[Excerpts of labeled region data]
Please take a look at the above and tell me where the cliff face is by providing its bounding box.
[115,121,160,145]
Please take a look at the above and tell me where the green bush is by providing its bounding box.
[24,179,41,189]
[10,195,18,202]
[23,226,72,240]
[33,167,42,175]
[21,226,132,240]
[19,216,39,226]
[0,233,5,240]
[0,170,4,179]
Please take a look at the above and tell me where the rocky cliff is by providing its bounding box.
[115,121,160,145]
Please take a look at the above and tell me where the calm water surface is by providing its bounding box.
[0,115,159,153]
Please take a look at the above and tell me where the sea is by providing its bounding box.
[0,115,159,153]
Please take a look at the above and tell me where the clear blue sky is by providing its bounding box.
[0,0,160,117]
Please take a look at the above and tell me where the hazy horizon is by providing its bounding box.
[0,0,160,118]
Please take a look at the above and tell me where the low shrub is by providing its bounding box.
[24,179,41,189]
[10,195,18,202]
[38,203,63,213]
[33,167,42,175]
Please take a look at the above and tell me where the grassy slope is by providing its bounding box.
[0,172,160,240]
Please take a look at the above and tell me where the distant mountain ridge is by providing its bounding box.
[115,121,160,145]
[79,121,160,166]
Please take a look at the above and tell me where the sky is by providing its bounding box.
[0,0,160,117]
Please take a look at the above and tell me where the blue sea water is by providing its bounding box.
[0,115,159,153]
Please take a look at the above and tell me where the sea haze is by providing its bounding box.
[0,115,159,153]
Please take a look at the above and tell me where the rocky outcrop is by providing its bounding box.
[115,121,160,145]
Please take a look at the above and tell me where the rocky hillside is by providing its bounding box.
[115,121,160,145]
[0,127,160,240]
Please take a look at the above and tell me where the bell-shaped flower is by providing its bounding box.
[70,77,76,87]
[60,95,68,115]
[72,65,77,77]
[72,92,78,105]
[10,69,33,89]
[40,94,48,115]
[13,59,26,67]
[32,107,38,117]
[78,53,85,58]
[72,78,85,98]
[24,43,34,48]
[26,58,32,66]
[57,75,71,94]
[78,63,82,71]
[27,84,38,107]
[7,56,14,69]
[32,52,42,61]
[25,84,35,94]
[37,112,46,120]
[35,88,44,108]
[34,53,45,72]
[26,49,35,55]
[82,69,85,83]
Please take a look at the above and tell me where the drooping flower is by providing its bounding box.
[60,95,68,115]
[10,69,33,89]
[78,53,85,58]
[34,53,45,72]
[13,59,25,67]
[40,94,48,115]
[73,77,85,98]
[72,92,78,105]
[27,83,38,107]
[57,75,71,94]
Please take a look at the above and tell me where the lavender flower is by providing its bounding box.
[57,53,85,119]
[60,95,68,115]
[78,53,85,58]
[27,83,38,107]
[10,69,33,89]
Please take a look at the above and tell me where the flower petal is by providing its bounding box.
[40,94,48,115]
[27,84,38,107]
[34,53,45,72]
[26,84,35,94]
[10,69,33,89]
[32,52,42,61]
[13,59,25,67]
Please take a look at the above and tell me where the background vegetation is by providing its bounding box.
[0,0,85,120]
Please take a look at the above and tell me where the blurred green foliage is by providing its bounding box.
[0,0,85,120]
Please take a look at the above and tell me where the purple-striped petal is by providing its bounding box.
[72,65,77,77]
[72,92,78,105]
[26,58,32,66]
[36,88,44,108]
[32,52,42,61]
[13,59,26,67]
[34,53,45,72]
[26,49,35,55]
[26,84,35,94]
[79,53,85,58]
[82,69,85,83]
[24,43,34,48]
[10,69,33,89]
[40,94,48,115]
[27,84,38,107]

- [Your task] Please edit the items above so that every "bounding box" becomes "enclosing rectangle", with all else left unchanged.

- [Solution to the exercise]
Please take a look at the above and tell me where the cliff face is by providing its enclosing rectangle.
[115,121,160,145]
Please take a look at the above and tell me where the green bush is by providing its enclosing rectangle.
[24,179,41,189]
[10,195,18,202]
[23,226,72,240]
[33,167,42,175]
[21,226,132,240]
[19,216,39,226]
[0,233,5,240]
[0,170,4,179]
Please take a look at the above and tell me where the rocky cliff is by providing its enclosing rectangle.
[115,121,160,145]
Please take a look at the above and tell me where the calm water surface is by providing its enclosing rectangle.
[0,115,159,153]
Please take a look at the above and tell me where the sea is by providing its enclosing rectangle.
[0,115,159,153]
Please take a look at the above and tell me where the clear blue sky is by providing its enclosing rectangle.
[0,0,160,117]
Please take a look at the above and tell me where the hazy horizon is by providing its enclosing rectangle.
[0,0,160,118]
Please take a look at the above and tell me where the low shrub is by providing its enclosing rectangle.
[24,179,41,189]
[10,195,18,202]
[38,203,63,213]
[33,167,42,175]
Please take a look at the above and tell me where the grassy slope is by providing its enclosing rectangle.
[0,172,160,240]
Please take a look at the above and tell me where the distant mountain ridge is by providing its enclosing rectangle.
[115,121,160,145]
[79,121,160,166]
Please take a look at the above and tell me where the sky is by providing its enclosing rectangle.
[0,0,160,117]
Please take a look at the above and tell me where the blue sea water is by providing its enclosing rectangle.
[0,115,159,153]
Please take a look at the above and tell me where the sea haze is by providing its enclosing rectangle.
[0,115,159,153]
Please take a look at the above and tell me where the rocky outcrop is by providing its enclosing rectangle.
[115,121,160,145]
Please take a look at the above and tell me where the rocky hillside is by providing its enclosing rectangle.
[115,121,160,145]
[0,127,160,240]
Please take a look at the above and tell me where the bell-shaped flower is by providing its enclosing rectangle.
[70,77,76,87]
[60,95,68,115]
[72,65,77,77]
[72,92,78,105]
[10,69,33,89]
[40,94,48,115]
[13,59,26,67]
[32,107,38,117]
[78,53,85,58]
[72,78,85,98]
[24,43,34,48]
[26,58,32,66]
[57,75,71,94]
[78,63,82,71]
[27,84,38,107]
[7,56,14,69]
[32,52,42,61]
[25,84,35,94]
[37,112,46,120]
[35,88,44,108]
[34,53,45,72]
[26,49,35,55]
[82,69,85,83]
Please take a look at the above and tell me where the drooping flower is by providing its enclosing rectangle.
[60,95,68,115]
[10,69,33,89]
[78,53,85,58]
[34,53,45,72]
[13,59,25,67]
[40,94,48,115]
[73,77,85,98]
[72,92,78,105]
[27,83,38,107]
[57,75,71,94]
Please take a look at the above and tell me where the lavender flower is by providing its enclosing rectangle.
[57,53,85,119]
[60,95,68,115]
[78,53,85,58]
[27,83,38,107]
[10,69,33,89]
Please take a look at the above and tell me where the flower petal is by providing its enclosing rectangle.
[40,94,48,115]
[27,84,38,107]
[34,53,45,72]
[26,84,35,94]
[10,69,33,89]
[32,52,42,61]
[13,59,25,67]
Please take a look at the above and tell me where the background vegetation is by providing its enclosing rectangle.
[0,0,85,120]
Please take a look at the above and tell me where the blurred green foliage is by providing its enclosing rectangle.
[0,0,85,120]
Please take a look at the above and tell me where the purple-striped petal is by providing its enclosing rectangle.
[72,65,77,77]
[72,92,78,105]
[26,58,32,66]
[36,88,44,108]
[32,52,42,61]
[13,59,26,67]
[34,53,45,72]
[26,49,35,55]
[26,84,35,94]
[79,53,85,58]
[82,69,85,83]
[24,43,34,48]
[10,69,33,89]
[40,94,48,115]
[27,84,38,107]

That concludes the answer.